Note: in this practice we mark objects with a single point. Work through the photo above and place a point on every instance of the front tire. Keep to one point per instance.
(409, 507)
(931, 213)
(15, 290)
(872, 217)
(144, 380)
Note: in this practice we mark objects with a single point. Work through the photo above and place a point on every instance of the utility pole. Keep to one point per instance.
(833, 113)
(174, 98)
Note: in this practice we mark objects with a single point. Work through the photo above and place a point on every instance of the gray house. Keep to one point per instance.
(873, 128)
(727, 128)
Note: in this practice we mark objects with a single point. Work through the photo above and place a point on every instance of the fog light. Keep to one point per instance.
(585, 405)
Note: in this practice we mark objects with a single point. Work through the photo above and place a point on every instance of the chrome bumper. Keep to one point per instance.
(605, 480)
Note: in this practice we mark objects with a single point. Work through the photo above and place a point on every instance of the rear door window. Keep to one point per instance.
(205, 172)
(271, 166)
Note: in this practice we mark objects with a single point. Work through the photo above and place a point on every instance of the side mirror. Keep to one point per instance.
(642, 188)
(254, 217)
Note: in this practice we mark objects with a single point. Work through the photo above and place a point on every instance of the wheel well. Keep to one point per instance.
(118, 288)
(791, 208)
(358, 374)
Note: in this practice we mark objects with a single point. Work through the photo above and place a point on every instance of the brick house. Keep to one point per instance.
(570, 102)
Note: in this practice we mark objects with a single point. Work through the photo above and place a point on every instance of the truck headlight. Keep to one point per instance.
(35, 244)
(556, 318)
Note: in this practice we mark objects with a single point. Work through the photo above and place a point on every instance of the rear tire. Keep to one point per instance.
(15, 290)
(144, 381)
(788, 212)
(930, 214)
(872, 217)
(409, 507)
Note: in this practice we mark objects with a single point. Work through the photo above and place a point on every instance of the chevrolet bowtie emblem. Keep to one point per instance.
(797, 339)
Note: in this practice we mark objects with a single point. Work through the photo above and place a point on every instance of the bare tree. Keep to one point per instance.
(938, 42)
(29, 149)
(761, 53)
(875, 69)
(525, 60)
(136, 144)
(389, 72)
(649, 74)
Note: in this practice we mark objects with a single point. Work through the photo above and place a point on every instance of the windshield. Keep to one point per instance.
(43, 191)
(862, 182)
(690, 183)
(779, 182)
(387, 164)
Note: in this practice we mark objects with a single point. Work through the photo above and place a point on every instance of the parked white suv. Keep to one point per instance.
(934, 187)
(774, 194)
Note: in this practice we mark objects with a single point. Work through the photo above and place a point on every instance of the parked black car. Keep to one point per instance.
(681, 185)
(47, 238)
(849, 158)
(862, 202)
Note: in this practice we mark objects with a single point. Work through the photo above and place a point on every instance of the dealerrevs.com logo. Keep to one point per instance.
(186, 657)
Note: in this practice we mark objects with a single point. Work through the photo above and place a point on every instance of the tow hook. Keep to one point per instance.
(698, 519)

**TASK INSTRUCTIONS**
Reproduce the whole listing above verbatim, every line in its original order.

**EXPECTED ANSWER**
Note: in this practice we mark objects with a single point. Work through the photo above and place a point on every instance of the front tire. Keep to one point per instance.
(409, 507)
(931, 213)
(15, 290)
(872, 217)
(144, 380)
Note: in this practice we mark objects with a single point. Work through the photo above and place a point on every instance of the utility pole. Keep to one point per instance.
(833, 113)
(174, 98)
Note: in this practice we mark objects with a single point. Work through the photo above and place a point on every instance of the gray house. Keep to one point per instance.
(873, 128)
(727, 128)
Note: in this practice we mark objects with a single point. Work through the photo above and place a point on every instance of the fog light. Keep to one point per instance.
(585, 405)
Note: in this practice we mark objects with a single point. Work through the photo above and place a point on every instance of the chrome bumper. Keep to one point per instance.
(605, 480)
Note: in this practice we mark objects with a single point. Work through the photo above and place a point on every instance of the rear door window. Keep to one point per instance.
(205, 172)
(271, 166)
Note: in this practice we mark objects with a single point. Work through the photo above and place a point on every instance of the side mirror. Keep to one point per instance.
(642, 188)
(254, 217)
Note: in this practice we mark objects with a single point. Work through the photo above and place a point on every instance of the wheel well. Keep to one point per instance.
(118, 288)
(791, 208)
(358, 374)
Note: in this practice we mark objects with a single point. Work through the photo above and place a point on every instance of the brick house. Keep to one point per instance.
(570, 102)
Note: in this practice we mark objects with a single point. Work through the photo above and place a point on every instance of the truck headlight. Keep to one point per instance.
(35, 244)
(556, 318)
Note: in this practice we mark objects with a single point. Work through the photo above and place a point on every instance of the rear tire. Keep to one point per instance.
(15, 290)
(144, 381)
(788, 212)
(930, 214)
(872, 217)
(409, 507)
Note: in this practice we mark objects with a single point. Work through the photo above and place a point on every instance of the chevrolet bowtie emblem. Keep to one point per instance.
(797, 339)
Note: in this practice we mark objects with a single point. Work through the photo above and place a point on every instance of the bare tree. Keep to one point per instance.
(938, 42)
(29, 149)
(761, 53)
(875, 69)
(525, 60)
(136, 144)
(389, 72)
(649, 74)
Note: in this practice we mark objects with a single point. Work through the photo above and place a point on every instance of the windshield. Keep to one point per instance.
(43, 191)
(862, 182)
(690, 183)
(779, 182)
(387, 164)
Note: in this practice we mark objects with a single point. Work through the photo above and place a point on every instance of the parked white suv. Keep to one point per instance.
(934, 187)
(774, 194)
Note: in this practice we mark objects with a single point. Work through the photo above and place a point on every instance of the parked black car. Keep to one point per instance.
(681, 185)
(47, 238)
(849, 158)
(862, 202)
Note: in this practice we mark objects with a single point. Work through the photo above and place a point on every instance of the dealerrevs.com logo. Keep to one point per instance.
(186, 657)
Note: in this practice we mark objects with a single point. Work through the photo above and place a point on every instance of the tow hook. Keep to one point per instance.
(698, 519)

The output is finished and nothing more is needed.